**Task prompt**
Nothing but an exact copy of the listing should appear in the response.

**Given records**
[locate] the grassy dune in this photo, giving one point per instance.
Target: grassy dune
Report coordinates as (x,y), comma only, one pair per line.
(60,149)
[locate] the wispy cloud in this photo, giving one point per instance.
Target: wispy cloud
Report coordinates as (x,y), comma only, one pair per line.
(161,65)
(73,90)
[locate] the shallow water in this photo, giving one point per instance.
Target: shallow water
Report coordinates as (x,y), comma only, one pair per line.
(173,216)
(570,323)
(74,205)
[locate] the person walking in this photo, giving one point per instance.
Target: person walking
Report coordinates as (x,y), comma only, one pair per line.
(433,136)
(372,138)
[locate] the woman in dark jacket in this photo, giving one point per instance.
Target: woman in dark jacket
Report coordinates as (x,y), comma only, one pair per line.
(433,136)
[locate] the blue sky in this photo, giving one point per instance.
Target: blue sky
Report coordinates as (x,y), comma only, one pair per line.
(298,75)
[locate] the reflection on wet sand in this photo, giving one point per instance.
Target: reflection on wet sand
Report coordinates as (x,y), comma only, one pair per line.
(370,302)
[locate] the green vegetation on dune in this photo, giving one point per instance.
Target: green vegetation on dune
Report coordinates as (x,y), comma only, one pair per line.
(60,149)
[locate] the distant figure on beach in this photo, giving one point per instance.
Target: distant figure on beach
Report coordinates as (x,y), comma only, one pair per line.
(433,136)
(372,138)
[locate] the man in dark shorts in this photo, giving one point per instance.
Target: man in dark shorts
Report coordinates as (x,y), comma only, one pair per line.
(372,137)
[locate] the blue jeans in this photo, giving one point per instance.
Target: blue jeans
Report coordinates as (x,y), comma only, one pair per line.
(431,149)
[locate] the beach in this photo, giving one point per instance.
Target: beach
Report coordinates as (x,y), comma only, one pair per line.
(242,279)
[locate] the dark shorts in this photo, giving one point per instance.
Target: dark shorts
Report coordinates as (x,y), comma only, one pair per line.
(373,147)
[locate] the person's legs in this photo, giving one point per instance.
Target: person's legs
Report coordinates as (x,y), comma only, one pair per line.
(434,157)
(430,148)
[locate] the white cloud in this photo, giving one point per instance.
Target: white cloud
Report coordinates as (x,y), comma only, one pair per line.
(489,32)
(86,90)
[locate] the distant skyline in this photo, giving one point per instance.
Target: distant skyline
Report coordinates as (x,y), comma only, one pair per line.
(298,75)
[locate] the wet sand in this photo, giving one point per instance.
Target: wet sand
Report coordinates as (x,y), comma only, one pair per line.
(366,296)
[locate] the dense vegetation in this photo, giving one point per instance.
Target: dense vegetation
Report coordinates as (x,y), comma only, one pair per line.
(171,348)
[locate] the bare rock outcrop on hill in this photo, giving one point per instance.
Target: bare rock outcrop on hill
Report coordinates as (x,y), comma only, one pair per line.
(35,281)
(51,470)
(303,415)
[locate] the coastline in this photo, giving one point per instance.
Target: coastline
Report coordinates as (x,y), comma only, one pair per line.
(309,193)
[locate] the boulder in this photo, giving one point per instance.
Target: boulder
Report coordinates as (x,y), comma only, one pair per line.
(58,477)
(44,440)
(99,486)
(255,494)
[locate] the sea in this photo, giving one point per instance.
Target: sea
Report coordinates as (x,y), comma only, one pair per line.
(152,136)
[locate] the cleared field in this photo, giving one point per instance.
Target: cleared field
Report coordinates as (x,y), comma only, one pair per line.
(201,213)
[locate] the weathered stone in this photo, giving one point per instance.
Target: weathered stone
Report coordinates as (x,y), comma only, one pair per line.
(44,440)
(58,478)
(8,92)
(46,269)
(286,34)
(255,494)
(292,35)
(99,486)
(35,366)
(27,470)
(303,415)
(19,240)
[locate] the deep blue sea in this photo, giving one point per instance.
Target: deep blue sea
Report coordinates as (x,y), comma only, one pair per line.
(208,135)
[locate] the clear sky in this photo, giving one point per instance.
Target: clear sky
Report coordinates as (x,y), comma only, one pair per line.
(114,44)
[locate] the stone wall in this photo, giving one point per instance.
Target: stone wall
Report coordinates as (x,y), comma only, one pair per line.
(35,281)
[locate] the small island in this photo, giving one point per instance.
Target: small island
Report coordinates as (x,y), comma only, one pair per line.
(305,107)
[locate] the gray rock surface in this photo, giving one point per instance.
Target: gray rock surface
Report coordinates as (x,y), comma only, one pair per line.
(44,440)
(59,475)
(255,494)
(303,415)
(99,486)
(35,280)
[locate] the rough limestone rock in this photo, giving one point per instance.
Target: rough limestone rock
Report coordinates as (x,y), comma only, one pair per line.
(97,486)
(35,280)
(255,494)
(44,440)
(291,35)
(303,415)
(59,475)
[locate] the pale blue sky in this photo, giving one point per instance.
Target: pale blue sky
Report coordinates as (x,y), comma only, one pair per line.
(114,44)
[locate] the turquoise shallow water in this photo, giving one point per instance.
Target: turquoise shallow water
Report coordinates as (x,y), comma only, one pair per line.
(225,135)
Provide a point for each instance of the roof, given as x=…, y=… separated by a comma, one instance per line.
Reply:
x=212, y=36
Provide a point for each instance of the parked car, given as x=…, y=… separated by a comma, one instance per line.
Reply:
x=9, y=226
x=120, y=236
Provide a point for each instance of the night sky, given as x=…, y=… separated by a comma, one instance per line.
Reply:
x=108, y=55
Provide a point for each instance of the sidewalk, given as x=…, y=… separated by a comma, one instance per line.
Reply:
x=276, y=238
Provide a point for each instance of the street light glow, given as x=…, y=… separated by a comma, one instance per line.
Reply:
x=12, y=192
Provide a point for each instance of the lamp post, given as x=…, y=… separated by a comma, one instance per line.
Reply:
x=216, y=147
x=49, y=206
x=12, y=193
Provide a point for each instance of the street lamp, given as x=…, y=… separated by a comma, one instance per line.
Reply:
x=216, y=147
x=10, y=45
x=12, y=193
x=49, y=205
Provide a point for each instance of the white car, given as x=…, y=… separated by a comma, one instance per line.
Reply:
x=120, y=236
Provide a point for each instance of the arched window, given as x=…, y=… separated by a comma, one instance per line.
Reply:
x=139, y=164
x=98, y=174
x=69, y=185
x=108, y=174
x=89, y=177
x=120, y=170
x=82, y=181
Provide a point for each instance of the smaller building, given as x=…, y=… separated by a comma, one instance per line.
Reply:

**Solution below**
[locate] the grassy dune in this photo, giving one point per instance.
Target: grassy dune
Report coordinates as (x,y), comma only, one pair per line.
(60,149)
[locate] the wispy cloud in this photo, giving one point per instance.
Target: wispy cloud
Report coordinates as (x,y), comma only, one pair per line.
(161,65)
(73,90)
[locate] the shallow water in this photo, giving one point per instance.
Target: shallow water
Report coordinates as (x,y), comma only, one pair per line.
(173,216)
(570,323)
(74,205)
[locate] the person walking in this photo, giving one point per instance.
Target: person walking
Report coordinates as (x,y), comma only, one pair per line.
(433,136)
(372,138)
[locate] the woman in dark jacket in this photo, giving one point per instance.
Target: woman in dark jacket
Report coordinates as (x,y), comma only, one pair per line.
(433,136)
[locate] the blue sky in this photo, giving one point per instance.
Target: blue sky
Report coordinates as (x,y), comma only, one pair per line.
(298,75)
[locate] the reflection on wet sand in this photo, giving one point per instance.
Target: reflection on wet sand
Report coordinates as (x,y), comma only, one pair per line.
(370,302)
[locate] the green vegetation on dune in this photo, giving one point per instance.
Target: green vegetation on dune
Report coordinates as (x,y), comma only, one pair per line.
(60,149)
[locate] the distant figure on beach in this photo, giving one point per instance.
Target: distant figure on beach
Report coordinates as (x,y), comma only, one pair per line.
(433,136)
(372,138)
[locate] the man in dark shorts in this photo, giving one point per instance.
Target: man in dark shorts
Report coordinates as (x,y), comma only, one pair per line.
(372,137)
[locate] the blue jeans in this photo, giving one point per instance.
Target: blue jeans
Report coordinates as (x,y), comma only, one pair per line.
(431,149)
[locate] the beach in this photo, giving one point per instance.
Target: beach
Report coordinates as (x,y), comma only, one pair per line.
(242,279)
[locate] the dark shorts in this photo, giving one point per instance.
Target: dark shorts
Report coordinates as (x,y), comma only, one pair per line.
(373,147)
[locate] the person's legs in this photo, giving one point per instance.
Target: person's legs
Report coordinates as (x,y), comma only, one pair per line.
(434,157)
(430,148)
[locate] the white cloud in this photo, giving one point per instance.
Target: white cloud
Report coordinates as (x,y), comma only, one pair per line.
(489,32)
(86,90)
[locate] the distant skyline in this photo, giving one point per instance.
Target: distant skyline
Report coordinates as (x,y), comma only, one pair per line.
(298,75)
[locate] the wet sand in this photo, giving one point per instance.
Target: wet sand
Report coordinates as (x,y), comma only, one pair per line.
(366,296)
[locate] the dense vegetation in this photo, giving one point per instance.
Target: dense vegetation
Report coordinates as (x,y), comma only, one pair per line.
(171,348)
[locate] the bare rock outcrop on hill in this photo, giving one point per instance.
Target: bare rock outcrop on hill
Report coordinates as (x,y), comma only, one pair per line.
(35,281)
(51,470)
(303,415)
[locate] the coastline in this photo, giving one point per instance.
Target: coastline
Report coordinates as (x,y), comma only, one pair per line.
(309,193)
[locate] the boulder in this photo, giving one point per instance.
Target: boulder
Report coordinates as (x,y), comma only, one pair per line.
(58,477)
(44,440)
(99,486)
(255,494)
[locate] the sea in this photo, giving one point per instance.
Target: sea
Report coordinates as (x,y), comma only, one pair per line.
(152,136)
[locate] the cleared field in this photo, giving one point per instance.
Target: cleared field
Report coordinates as (x,y), comma only, one pair per line.
(201,213)
[locate] the weathered stone in this photo, giving one point per instance.
Target: weathered stone
Report coordinates as (x,y), comma only, one pair per line.
(44,440)
(58,478)
(8,92)
(46,269)
(286,34)
(255,494)
(292,35)
(99,486)
(35,366)
(27,470)
(303,415)
(19,240)
[locate] the deep blue sea in this photo, giving one point per instance.
Target: deep blue sea
Report coordinates as (x,y), comma only, one pair per line.
(208,135)
[locate] the clear sky in this photo, giving one point per instance.
Target: clear sky
Report coordinates as (x,y), comma only, one pair per line.
(114,44)
[locate] the stone wall in this photo, giving one point per instance.
Target: stone wall
Report coordinates as (x,y), comma only, one pair per line.
(35,281)
[locate] the small island in this photo, giving one point per instance.
Target: small island
Report coordinates as (x,y), comma only, one pair per line.
(305,107)
[locate] the gray rock surface in this photo, giving one point per instance.
Target: gray rock surface
Report coordinates as (x,y), comma only, one pair per line.
(44,440)
(59,475)
(255,494)
(303,415)
(99,486)
(35,280)
[locate] the rough limestone rock in this photo, giving one point per instance.
Target: rough limestone rock
Report coordinates as (x,y), comma only, one pair per line.
(97,486)
(35,280)
(255,494)
(44,440)
(291,35)
(303,415)
(59,475)
[locate] the pale blue sky in this photo, giving one point per instance.
Target: pale blue sky
Report coordinates as (x,y), comma only, one pair per line.
(114,44)
[locate] the turquoise shallow water in this photo, giving one point per instance.
Target: turquoise shallow water
Report coordinates as (x,y), comma only, one pair per line.
(225,135)
Provide a point for each instance of the roof, given as x=…, y=… separated by a comma, one instance per line.
Reply:
x=212, y=36
Provide a point for each instance of the parked car, given as x=…, y=… separated by a comma, one instance per line.
Reply:
x=9, y=226
x=120, y=236
Provide a point for each instance of the night sky, given as x=…, y=… separated by a comma, one instance per line.
Reply:
x=108, y=55
Provide a point for each instance of the sidewalk, given as x=…, y=… separated by a comma, one instance per line.
Reply:
x=276, y=238
Provide a point for each instance of the street light glow, given as x=…, y=… separated by a comma, one instance per line.
Reply:
x=12, y=192
Provide a point for each instance of the lamp post, given as x=…, y=… separated by a comma, one instance per line.
Reply:
x=216, y=147
x=49, y=206
x=12, y=193
Provide a point for each instance of the street lamp, given as x=…, y=… separated by a comma, one instance per line.
Reply:
x=216, y=147
x=10, y=45
x=12, y=193
x=49, y=205
Provide a point for each instance of the white car, given as x=…, y=… separated by a comma, one instance per line.
Reply:
x=120, y=236
Provide a point for each instance of the arched window, given as x=…, y=… separated by a comma, one instance per line.
Reply:
x=139, y=164
x=98, y=174
x=69, y=185
x=108, y=174
x=89, y=177
x=120, y=170
x=82, y=181
Provide a point for each instance of the smaller building, given as x=…, y=… separated by a comma, one instance per line.
Reply:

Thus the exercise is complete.